Devolva cada linha do material em que aparece a palavra "banner".

Material fornecido
---
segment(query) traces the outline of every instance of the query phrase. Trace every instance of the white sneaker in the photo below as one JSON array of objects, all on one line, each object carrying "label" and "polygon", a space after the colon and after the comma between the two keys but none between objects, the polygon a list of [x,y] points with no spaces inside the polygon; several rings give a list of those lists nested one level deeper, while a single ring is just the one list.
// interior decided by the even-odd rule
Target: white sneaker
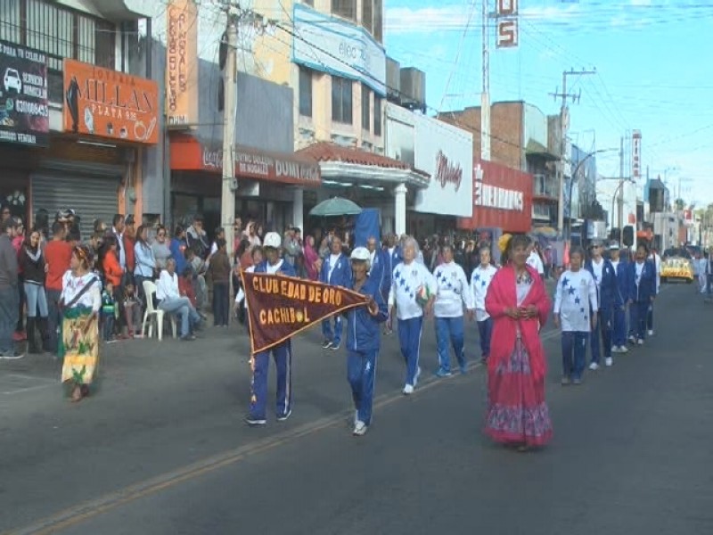
[{"label": "white sneaker", "polygon": [[357,420],[356,424],[354,424],[354,431],[351,432],[351,434],[353,434],[355,437],[361,437],[366,432],[368,427],[369,426],[366,425],[366,424],[361,420]]}]

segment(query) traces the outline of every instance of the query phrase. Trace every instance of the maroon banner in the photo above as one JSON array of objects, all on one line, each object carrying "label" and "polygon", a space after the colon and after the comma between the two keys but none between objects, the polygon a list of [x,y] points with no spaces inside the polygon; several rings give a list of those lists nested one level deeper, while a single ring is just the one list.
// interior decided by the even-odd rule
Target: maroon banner
[{"label": "maroon banner", "polygon": [[242,271],[252,354],[265,351],[325,317],[366,305],[356,292],[282,275]]}]

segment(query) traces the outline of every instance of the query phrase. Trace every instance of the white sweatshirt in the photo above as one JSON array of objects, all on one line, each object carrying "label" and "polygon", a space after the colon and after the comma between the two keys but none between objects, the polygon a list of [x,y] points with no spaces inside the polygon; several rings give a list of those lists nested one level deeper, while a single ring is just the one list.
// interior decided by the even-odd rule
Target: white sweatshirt
[{"label": "white sweatshirt", "polygon": [[490,287],[490,282],[497,273],[497,268],[488,264],[483,268],[482,264],[473,269],[471,276],[471,293],[473,296],[475,304],[475,318],[478,321],[485,321],[490,315],[485,311],[485,296]]},{"label": "white sweatshirt", "polygon": [[423,316],[423,309],[416,301],[416,290],[427,286],[436,293],[433,276],[423,264],[414,260],[406,265],[403,262],[394,268],[391,290],[389,292],[389,308],[396,304],[398,319],[411,319]]},{"label": "white sweatshirt", "polygon": [[436,300],[433,314],[436,317],[459,317],[463,306],[473,309],[473,299],[465,272],[455,262],[441,264],[433,272],[436,282]]},{"label": "white sweatshirt", "polygon": [[560,315],[564,332],[589,333],[589,308],[598,310],[596,284],[586,269],[565,271],[557,281],[554,295],[554,313]]}]

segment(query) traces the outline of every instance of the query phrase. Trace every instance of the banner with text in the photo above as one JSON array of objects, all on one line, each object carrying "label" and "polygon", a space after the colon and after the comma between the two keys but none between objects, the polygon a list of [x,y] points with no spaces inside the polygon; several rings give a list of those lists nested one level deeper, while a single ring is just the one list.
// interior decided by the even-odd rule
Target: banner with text
[{"label": "banner with text", "polygon": [[250,349],[259,353],[368,297],[339,286],[281,275],[242,272],[248,305]]}]

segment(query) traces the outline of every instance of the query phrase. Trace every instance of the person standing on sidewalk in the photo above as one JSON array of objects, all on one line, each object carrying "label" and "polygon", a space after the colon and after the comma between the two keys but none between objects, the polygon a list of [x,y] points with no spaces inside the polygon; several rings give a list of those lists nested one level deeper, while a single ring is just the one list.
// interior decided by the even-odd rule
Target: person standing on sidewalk
[{"label": "person standing on sidewalk", "polygon": [[453,245],[444,245],[441,252],[443,263],[433,274],[436,283],[433,314],[436,317],[436,346],[438,357],[436,375],[447,377],[451,374],[449,345],[453,345],[455,351],[461,374],[465,374],[467,371],[463,309],[464,305],[468,317],[472,320],[473,300],[465,272],[454,261]]},{"label": "person standing on sidewalk", "polygon": [[493,337],[493,318],[485,309],[485,296],[490,282],[497,273],[497,268],[490,262],[490,247],[484,245],[479,251],[480,265],[473,269],[471,276],[471,292],[475,306],[475,319],[478,322],[478,334],[480,338],[480,361],[488,362],[490,355],[490,339]]},{"label": "person standing on sidewalk", "polygon": [[582,269],[585,251],[573,247],[570,251],[570,269],[557,283],[554,295],[554,326],[562,333],[563,385],[581,384],[586,363],[586,341],[597,333],[597,288],[588,269]]},{"label": "person standing on sidewalk", "polygon": [[10,359],[24,357],[15,350],[12,339],[20,300],[17,252],[11,238],[15,226],[12,218],[0,224],[0,358]]},{"label": "person standing on sidewalk", "polygon": [[[255,273],[268,273],[283,276],[296,276],[294,268],[280,258],[283,240],[276,232],[268,232],[263,242],[265,260],[255,266]],[[250,426],[265,425],[267,423],[267,371],[270,353],[277,368],[277,421],[284,422],[292,414],[292,342],[290,339],[266,351],[260,351],[250,358],[252,375],[250,379],[250,413],[245,423]]]},{"label": "person standing on sidewalk", "polygon": [[67,229],[61,221],[52,226],[52,240],[45,246],[45,261],[47,263],[47,277],[45,289],[47,297],[47,351],[56,355],[58,331],[61,322],[60,298],[61,279],[70,269],[72,246],[67,242]]},{"label": "person standing on sidewalk", "polygon": [[[349,261],[341,251],[341,238],[334,235],[330,245],[332,254],[326,258],[322,265],[322,271],[319,275],[319,282],[331,286],[341,286],[348,288],[351,285],[351,268]],[[322,347],[325,350],[337,350],[341,343],[341,331],[343,322],[340,316],[333,319],[334,330],[332,330],[332,318],[326,317],[322,320],[322,334],[324,342]]]},{"label": "person standing on sidewalk", "polygon": [[347,315],[347,378],[356,409],[354,436],[364,435],[372,424],[376,360],[381,344],[379,324],[389,317],[380,279],[367,276],[369,256],[367,249],[357,247],[350,258],[354,274],[352,290],[370,298],[366,307],[351,309]]},{"label": "person standing on sidewalk", "polygon": [[597,322],[592,321],[591,344],[592,362],[589,369],[599,369],[602,359],[602,345],[604,346],[604,364],[611,366],[614,359],[611,358],[611,330],[614,325],[614,308],[617,300],[617,272],[608,259],[602,256],[603,246],[601,242],[591,245],[591,258],[587,260],[586,269],[594,279],[596,284],[596,302],[599,306],[593,309],[592,317],[597,317]]},{"label": "person standing on sidewalk", "polygon": [[423,317],[433,310],[436,282],[430,272],[416,260],[418,243],[412,237],[404,240],[404,261],[394,268],[389,292],[389,318],[398,318],[398,343],[406,364],[404,395],[414,393],[421,374],[421,335]]}]

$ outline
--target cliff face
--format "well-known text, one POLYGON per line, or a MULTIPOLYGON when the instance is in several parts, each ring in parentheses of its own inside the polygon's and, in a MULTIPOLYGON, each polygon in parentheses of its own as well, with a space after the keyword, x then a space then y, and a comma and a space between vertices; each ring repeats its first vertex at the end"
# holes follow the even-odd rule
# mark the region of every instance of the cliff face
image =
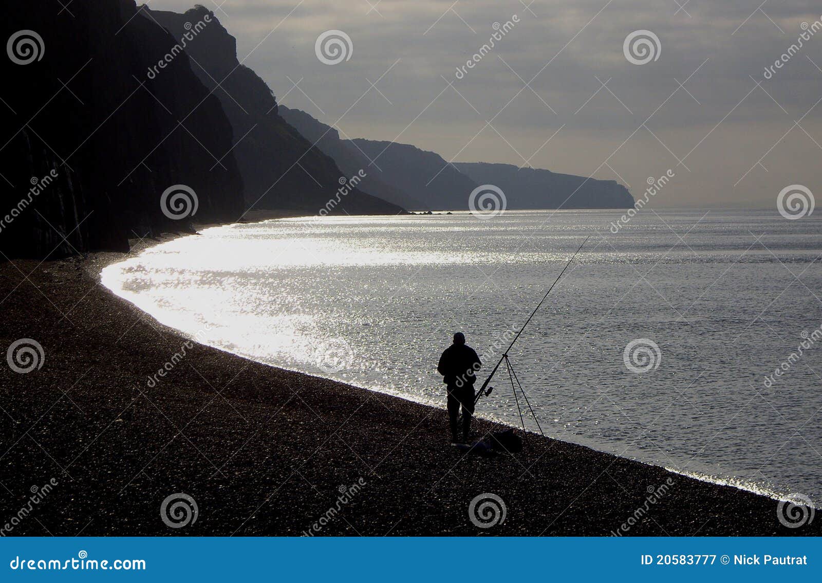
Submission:
POLYGON ((413 192, 425 208, 467 211, 477 183, 448 164, 439 154, 391 141, 357 138, 350 141, 383 170, 390 183, 413 192), (377 158, 377 156, 379 156, 377 158))
POLYGON ((196 193, 196 220, 237 220, 242 183, 231 126, 175 39, 134 17, 133 0, 74 0, 69 11, 4 7, 2 38, 34 31, 39 58, 0 59, 9 90, 0 104, 2 252, 125 250, 129 238, 187 230, 188 219, 160 207, 176 184, 196 193))
POLYGON ((374 169, 363 183, 366 190, 413 211, 467 210, 469 196, 478 184, 501 188, 510 209, 628 208, 634 204, 628 190, 612 180, 586 181, 582 176, 509 164, 449 164, 439 155, 408 144, 340 139, 335 129, 303 111, 279 109, 289 123, 346 172, 374 169), (376 164, 371 164, 376 156, 376 164))
POLYGON ((418 198, 409 194, 402 186, 390 183, 391 177, 383 173, 379 160, 376 164, 371 164, 371 160, 358 150, 350 140, 341 139, 336 129, 312 118, 304 111, 291 109, 284 105, 279 106, 279 114, 306 139, 316 144, 324 154, 330 156, 346 176, 353 176, 359 172, 360 169, 364 169, 367 176, 363 179, 363 190, 406 209, 414 211, 430 209, 418 198))
POLYGON ((626 209, 634 205, 628 189, 613 180, 586 180, 510 164, 455 162, 454 165, 480 184, 501 188, 510 209, 626 209))
MULTIPOLYGON (((191 32, 189 24, 210 21, 187 41, 186 51, 194 62, 195 74, 215 90, 231 122, 233 152, 245 183, 248 206, 314 215, 330 199, 336 200, 340 178, 350 178, 362 169, 367 180, 372 169, 354 164, 356 168, 340 169, 334 160, 312 146, 312 141, 280 117, 271 90, 253 71, 239 63, 234 37, 213 12, 201 6, 184 14, 146 9, 145 18, 168 29, 181 44, 187 31, 191 32)), ((364 187, 353 189, 328 211, 390 215, 403 211, 399 206, 366 192, 369 191, 364 187)))

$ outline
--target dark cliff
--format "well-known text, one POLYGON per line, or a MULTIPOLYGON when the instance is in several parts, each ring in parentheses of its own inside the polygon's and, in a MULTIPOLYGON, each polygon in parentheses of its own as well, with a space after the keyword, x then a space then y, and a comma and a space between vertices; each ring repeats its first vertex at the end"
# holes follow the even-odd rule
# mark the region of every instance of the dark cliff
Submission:
POLYGON ((301 109, 292 109, 284 105, 279 106, 279 114, 306 139, 330 156, 346 176, 356 174, 360 169, 364 169, 368 175, 363 179, 362 187, 367 192, 407 209, 425 211, 430 208, 402 187, 390 184, 391 177, 384 175, 380 161, 372 164, 350 140, 340 138, 339 132, 334 127, 301 109))
POLYGON ((392 141, 357 138, 350 141, 383 170, 397 187, 413 192, 423 208, 467 211, 477 183, 448 164, 439 154, 392 141))
POLYGON ((582 176, 508 164, 449 164, 439 155, 409 144, 341 139, 335 128, 299 109, 281 106, 280 113, 346 172, 373 169, 363 187, 410 210, 468 210, 469 196, 478 184, 499 187, 510 209, 628 208, 634 204, 628 190, 612 180, 586 181, 582 176))
MULTIPOLYGON (((310 137, 307 139, 280 117, 271 90, 252 70, 240 64, 236 39, 213 12, 201 6, 184 14, 146 9, 145 18, 164 26, 181 44, 183 35, 190 33, 189 25, 210 21, 187 42, 186 51, 194 62, 195 74, 215 90, 233 127, 233 152, 248 206, 314 215, 336 197, 341 178, 350 178, 361 168, 372 174, 371 169, 363 166, 340 169, 334 160, 312 146, 310 137)), ((329 212, 403 211, 397 205, 366 192, 369 191, 363 187, 352 190, 329 212)))
POLYGON ((480 184, 494 184, 506 193, 510 209, 626 209, 634 205, 628 189, 613 180, 585 179, 510 164, 455 162, 480 184))
POLYGON ((39 57, 21 44, 18 60, 30 62, 0 59, 7 257, 124 250, 129 238, 187 230, 189 218, 172 220, 160 208, 176 184, 196 193, 196 220, 242 214, 242 182, 219 101, 176 53, 175 39, 136 11, 132 0, 4 7, 2 38, 34 31, 19 40, 33 38, 28 49, 39 57), (150 78, 149 67, 168 54, 150 78), (49 173, 57 178, 32 193, 32 183, 49 173))

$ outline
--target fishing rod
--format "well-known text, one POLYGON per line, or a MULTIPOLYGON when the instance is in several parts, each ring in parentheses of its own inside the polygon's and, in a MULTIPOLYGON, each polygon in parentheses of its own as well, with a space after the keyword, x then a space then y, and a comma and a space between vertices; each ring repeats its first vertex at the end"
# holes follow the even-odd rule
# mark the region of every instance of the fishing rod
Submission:
POLYGON ((509 350, 511 349, 511 347, 514 345, 514 343, 517 341, 517 339, 520 338, 520 335, 522 334, 522 331, 524 330, 525 330, 525 326, 528 326, 529 322, 531 322, 531 318, 533 318, 534 314, 536 314, 537 312, 539 311, 540 307, 543 305, 545 300, 547 299, 548 294, 551 293, 551 290, 554 289, 554 286, 556 285, 556 283, 560 280, 560 279, 562 277, 562 275, 566 272, 566 270, 567 270, 568 267, 570 266, 570 264, 574 262, 574 260, 576 258, 576 256, 582 250, 582 248, 585 245, 585 243, 588 243, 588 239, 589 239, 590 238, 591 238, 590 235, 586 237, 585 240, 582 242, 581 245, 580 245, 580 248, 575 252, 574 252, 574 255, 571 256, 571 258, 568 260, 567 263, 566 263, 566 266, 562 268, 561 271, 560 271, 560 275, 556 276, 556 280, 554 280, 554 283, 551 284, 551 287, 548 288, 548 291, 545 293, 545 295, 543 296, 543 298, 539 301, 539 303, 538 303, 537 307, 533 308, 533 312, 532 312, 531 315, 528 317, 528 320, 526 320, 525 323, 522 325, 521 328, 520 328, 520 331, 516 333, 515 336, 514 336, 514 340, 512 340, 511 343, 508 345, 508 348, 506 349, 506 351, 502 354, 502 357, 500 359, 499 362, 496 363, 496 366, 494 367, 494 369, 492 371, 491 371, 491 374, 489 374, 488 377, 485 379, 485 382, 483 383, 483 386, 479 387, 479 391, 477 392, 477 395, 476 396, 474 396, 473 399, 474 405, 477 405, 477 402, 479 400, 479 398, 483 396, 483 395, 485 395, 486 396, 491 395, 491 391, 493 391, 493 387, 487 389, 487 391, 486 391, 486 388, 488 386, 488 383, 491 382, 491 379, 493 378, 494 374, 496 372, 496 369, 500 368, 500 365, 502 364, 503 362, 506 362, 508 359, 508 352, 509 350))

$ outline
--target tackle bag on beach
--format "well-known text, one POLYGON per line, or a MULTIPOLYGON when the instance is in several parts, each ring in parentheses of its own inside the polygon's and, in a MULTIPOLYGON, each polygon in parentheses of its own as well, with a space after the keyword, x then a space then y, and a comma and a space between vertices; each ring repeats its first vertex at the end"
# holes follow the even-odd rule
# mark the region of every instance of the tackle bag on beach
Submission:
POLYGON ((522 451, 522 437, 516 434, 513 428, 505 431, 496 431, 488 438, 491 449, 508 453, 522 451))

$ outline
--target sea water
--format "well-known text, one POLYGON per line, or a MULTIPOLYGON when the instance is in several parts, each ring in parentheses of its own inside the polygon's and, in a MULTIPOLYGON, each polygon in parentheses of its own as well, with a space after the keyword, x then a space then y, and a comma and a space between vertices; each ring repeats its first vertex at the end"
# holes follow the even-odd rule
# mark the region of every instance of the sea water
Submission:
POLYGON ((522 412, 529 430, 538 420, 559 439, 818 506, 822 220, 776 208, 621 215, 231 224, 102 280, 206 344, 443 406, 436 367, 453 332, 484 380, 590 236, 510 352, 524 394, 503 366, 478 414, 521 426, 522 412))

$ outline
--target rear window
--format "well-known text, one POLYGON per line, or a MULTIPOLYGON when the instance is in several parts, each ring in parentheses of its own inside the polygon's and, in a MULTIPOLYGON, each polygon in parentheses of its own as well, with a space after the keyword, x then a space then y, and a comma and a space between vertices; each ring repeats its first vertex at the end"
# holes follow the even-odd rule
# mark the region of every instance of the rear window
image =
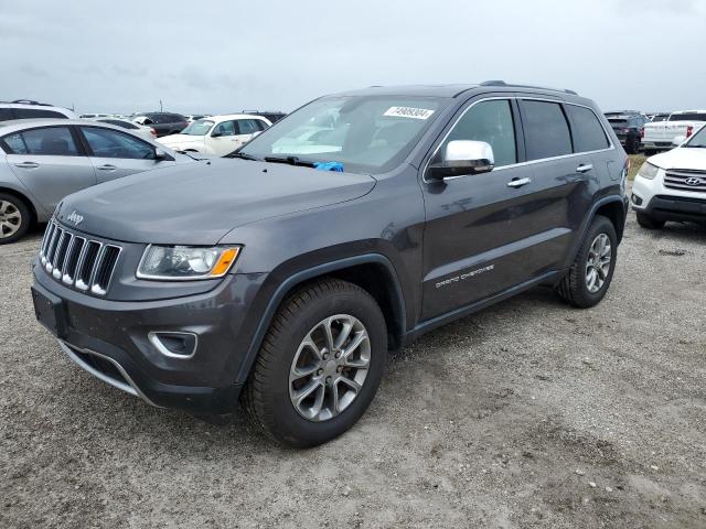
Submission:
POLYGON ((706 114, 673 114, 670 121, 706 121, 706 114))
POLYGON ((571 134, 557 102, 523 100, 523 125, 527 160, 571 154, 571 134))
POLYGON ((607 149, 608 138, 603 126, 590 108, 567 105, 566 111, 574 125, 574 147, 576 152, 599 151, 607 149))

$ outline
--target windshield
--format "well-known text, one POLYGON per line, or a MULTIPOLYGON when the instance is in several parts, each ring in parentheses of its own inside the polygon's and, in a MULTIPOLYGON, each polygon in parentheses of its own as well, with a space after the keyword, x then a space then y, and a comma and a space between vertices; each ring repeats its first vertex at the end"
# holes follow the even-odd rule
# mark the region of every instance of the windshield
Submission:
POLYGON ((692 136, 692 139, 684 147, 706 148, 706 127, 702 127, 698 132, 692 136))
POLYGON ((196 121, 192 121, 189 127, 180 132, 180 134, 189 134, 189 136, 206 136, 213 127, 213 121, 207 119, 197 119, 196 121))
POLYGON ((673 114, 670 121, 706 121, 706 114, 673 114))
POLYGON ((240 149, 258 159, 339 162, 347 172, 383 173, 409 154, 447 99, 357 96, 317 99, 240 149))

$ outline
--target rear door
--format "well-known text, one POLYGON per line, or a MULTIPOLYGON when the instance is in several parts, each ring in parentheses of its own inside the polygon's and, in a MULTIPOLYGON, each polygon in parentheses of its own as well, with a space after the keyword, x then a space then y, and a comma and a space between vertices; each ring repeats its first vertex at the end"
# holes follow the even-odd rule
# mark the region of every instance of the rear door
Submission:
POLYGON ((71 127, 26 129, 2 137, 10 169, 46 212, 96 183, 96 173, 71 127))
POLYGON ((489 298, 539 273, 527 249, 541 229, 544 197, 532 165, 521 163, 524 143, 513 98, 471 101, 430 161, 453 140, 485 141, 495 169, 489 173, 422 181, 422 319, 489 298))
POLYGON ((79 126, 98 183, 174 162, 157 160, 154 147, 132 134, 96 126, 79 126))
POLYGON ((593 203, 607 166, 595 151, 609 147, 606 132, 588 107, 560 101, 522 99, 527 161, 542 190, 535 220, 547 237, 544 268, 563 268, 593 203), (570 127, 569 123, 573 123, 570 127))

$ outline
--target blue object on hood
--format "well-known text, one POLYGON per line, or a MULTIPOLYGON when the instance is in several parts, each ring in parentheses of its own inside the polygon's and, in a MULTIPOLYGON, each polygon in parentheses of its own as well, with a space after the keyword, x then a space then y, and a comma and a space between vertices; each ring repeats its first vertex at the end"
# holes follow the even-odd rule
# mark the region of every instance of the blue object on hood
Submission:
POLYGON ((341 162, 314 162, 313 166, 319 171, 343 172, 343 164, 341 162))

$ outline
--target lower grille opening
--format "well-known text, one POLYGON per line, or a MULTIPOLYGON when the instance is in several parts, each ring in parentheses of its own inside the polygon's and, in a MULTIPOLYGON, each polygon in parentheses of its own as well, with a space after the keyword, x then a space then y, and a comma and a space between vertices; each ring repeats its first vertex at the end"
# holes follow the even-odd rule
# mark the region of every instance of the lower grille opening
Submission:
POLYGON ((125 379, 125 377, 120 374, 118 368, 115 367, 113 363, 89 353, 82 353, 74 347, 72 347, 71 350, 74 353, 74 355, 81 358, 82 361, 93 367, 96 371, 105 375, 108 378, 111 378, 117 382, 129 385, 129 382, 125 379))

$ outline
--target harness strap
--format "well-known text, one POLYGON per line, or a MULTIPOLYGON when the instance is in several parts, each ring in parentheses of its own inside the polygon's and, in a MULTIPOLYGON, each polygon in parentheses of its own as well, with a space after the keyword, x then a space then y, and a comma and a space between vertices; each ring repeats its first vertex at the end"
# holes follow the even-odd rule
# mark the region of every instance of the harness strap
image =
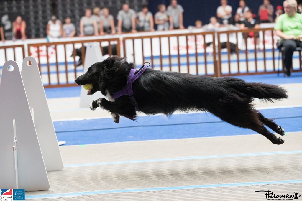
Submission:
POLYGON ((128 95, 131 103, 134 105, 134 107, 135 108, 135 110, 137 111, 139 111, 138 105, 137 104, 136 100, 135 100, 135 98, 134 97, 134 94, 132 88, 132 84, 142 75, 146 68, 147 66, 144 64, 143 66, 140 69, 137 73, 135 75, 134 74, 136 71, 136 69, 132 69, 130 70, 130 72, 129 73, 129 76, 128 77, 128 81, 127 82, 127 85, 120 91, 117 91, 114 93, 112 97, 115 99, 122 96, 128 95))

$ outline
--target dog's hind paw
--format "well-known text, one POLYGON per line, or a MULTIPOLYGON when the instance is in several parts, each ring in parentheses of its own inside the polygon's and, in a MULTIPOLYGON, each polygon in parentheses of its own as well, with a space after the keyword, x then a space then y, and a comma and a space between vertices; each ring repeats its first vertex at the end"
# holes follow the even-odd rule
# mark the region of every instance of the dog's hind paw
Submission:
POLYGON ((277 130, 278 130, 278 133, 279 135, 281 136, 284 135, 284 129, 282 128, 280 126, 277 127, 277 130))
POLYGON ((111 113, 111 116, 115 123, 118 123, 120 122, 120 116, 116 113, 111 113))
POLYGON ((89 108, 91 110, 95 110, 96 108, 95 108, 92 107, 92 102, 91 102, 90 103, 90 104, 89 104, 89 108))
---
Resposta
segment(query) traces the outline of every instance of the query phrase. Trace every instance of the maroon banner in the photo above as one JSON array of objects, all on one line, each object carrying "label" and "polygon", a space after the colon and after the comma between the two keys but none between objects, the polygon a list of [x,y] points with no spaces inside the polygon; several rings give a list of those lists nested one level deeper, while a single ring is just the one list.
Target: maroon banner
[{"label": "maroon banner", "polygon": [[242,271],[252,354],[265,351],[325,317],[366,305],[356,292],[282,275]]}]
segment(query) traces the outline of every instance of the query phrase. Trace every instance of the banner with text in the photo above as one JSON array of objects, all on one line, each object carrying "label" and "polygon", a space after the colon and after the comma between the two keys but none between objects, the polygon a list of [x,y] points with no spaces inside the polygon; several rings give a list of those lists nested one level deeper, while a single ring is just the one list.
Target: banner with text
[{"label": "banner with text", "polygon": [[250,349],[259,353],[368,297],[339,286],[281,275],[242,272],[248,305]]}]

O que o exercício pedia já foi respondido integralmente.